Given problem -
Answer these from the structurefunction documentation below:
(a) What is the return type of the fitting result?
(b) In broken_power_law, what does alpha_2 represent?
(c) What does combinate return, according to its description?

NotImplementedError – If model is not implemented

Returns:

Fitting result

Return type:

bilby.core.result.Result

structurefunction.broken_power_law(x: ndarray, amplitude: float, x_break: float, alpha_1: float, alpha_2: float) → ndarray

Broken power law model

Parameters:

• x (np.ndarray) – Frequency

• amplitude (float) – Amplitude

• x_break (float) – Break frequency

• alpha_1 (float) – Power law index below break frequency

• alpha_2 (float) – Power law index above break frequency

Returns:

Model array

Return type:

np.ndarray

structurefunction.combinate(data: ndarray) → Tuple[ndarray, ndarray]

Return all combinations of data with itself

Parameters:

data (np.ndarray) – Data to combine.

Data lines -
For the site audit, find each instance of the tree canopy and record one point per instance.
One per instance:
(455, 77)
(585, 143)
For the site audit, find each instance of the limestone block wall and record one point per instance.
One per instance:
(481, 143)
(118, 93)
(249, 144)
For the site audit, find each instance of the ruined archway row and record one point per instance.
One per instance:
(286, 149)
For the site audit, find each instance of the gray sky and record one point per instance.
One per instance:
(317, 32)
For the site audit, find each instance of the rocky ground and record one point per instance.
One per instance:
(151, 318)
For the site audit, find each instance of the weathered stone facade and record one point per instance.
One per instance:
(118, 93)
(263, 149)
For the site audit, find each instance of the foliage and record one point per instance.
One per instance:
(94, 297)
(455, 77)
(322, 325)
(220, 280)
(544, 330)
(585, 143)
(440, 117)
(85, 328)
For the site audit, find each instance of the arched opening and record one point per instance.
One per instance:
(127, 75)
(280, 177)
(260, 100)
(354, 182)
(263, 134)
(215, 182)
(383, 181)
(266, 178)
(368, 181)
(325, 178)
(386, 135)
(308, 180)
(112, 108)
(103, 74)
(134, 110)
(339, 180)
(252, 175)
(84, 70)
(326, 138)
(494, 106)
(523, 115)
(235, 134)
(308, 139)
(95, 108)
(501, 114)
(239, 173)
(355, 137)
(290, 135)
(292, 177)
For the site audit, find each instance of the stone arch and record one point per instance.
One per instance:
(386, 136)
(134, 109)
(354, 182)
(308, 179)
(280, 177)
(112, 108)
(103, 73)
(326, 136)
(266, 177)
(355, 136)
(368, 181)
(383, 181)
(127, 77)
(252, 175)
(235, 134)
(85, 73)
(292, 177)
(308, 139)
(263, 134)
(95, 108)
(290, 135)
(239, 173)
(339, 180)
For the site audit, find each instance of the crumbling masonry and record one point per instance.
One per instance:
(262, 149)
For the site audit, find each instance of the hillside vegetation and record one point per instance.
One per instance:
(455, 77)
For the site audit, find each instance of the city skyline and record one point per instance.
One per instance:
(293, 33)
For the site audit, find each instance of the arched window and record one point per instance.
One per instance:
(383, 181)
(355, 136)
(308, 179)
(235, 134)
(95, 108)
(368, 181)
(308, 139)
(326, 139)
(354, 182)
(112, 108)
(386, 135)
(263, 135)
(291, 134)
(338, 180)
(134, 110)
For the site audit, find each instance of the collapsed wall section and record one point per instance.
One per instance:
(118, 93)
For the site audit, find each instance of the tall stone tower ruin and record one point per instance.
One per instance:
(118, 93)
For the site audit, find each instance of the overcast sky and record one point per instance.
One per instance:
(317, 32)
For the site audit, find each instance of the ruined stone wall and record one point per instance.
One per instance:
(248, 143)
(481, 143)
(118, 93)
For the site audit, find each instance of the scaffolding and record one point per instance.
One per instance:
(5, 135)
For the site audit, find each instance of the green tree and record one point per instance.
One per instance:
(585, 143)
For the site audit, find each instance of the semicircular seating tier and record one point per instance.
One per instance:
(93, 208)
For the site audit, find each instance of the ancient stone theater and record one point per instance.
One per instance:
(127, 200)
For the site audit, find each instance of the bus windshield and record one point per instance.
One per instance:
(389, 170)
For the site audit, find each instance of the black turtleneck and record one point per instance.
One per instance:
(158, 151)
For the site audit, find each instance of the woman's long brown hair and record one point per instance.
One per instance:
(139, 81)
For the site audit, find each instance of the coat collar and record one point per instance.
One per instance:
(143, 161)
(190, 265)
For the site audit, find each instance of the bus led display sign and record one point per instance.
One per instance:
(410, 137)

Answer to the task -
(a) bilby.core.result.Result
(b) The power law index above the break frequency
(c) All combinations of data with itself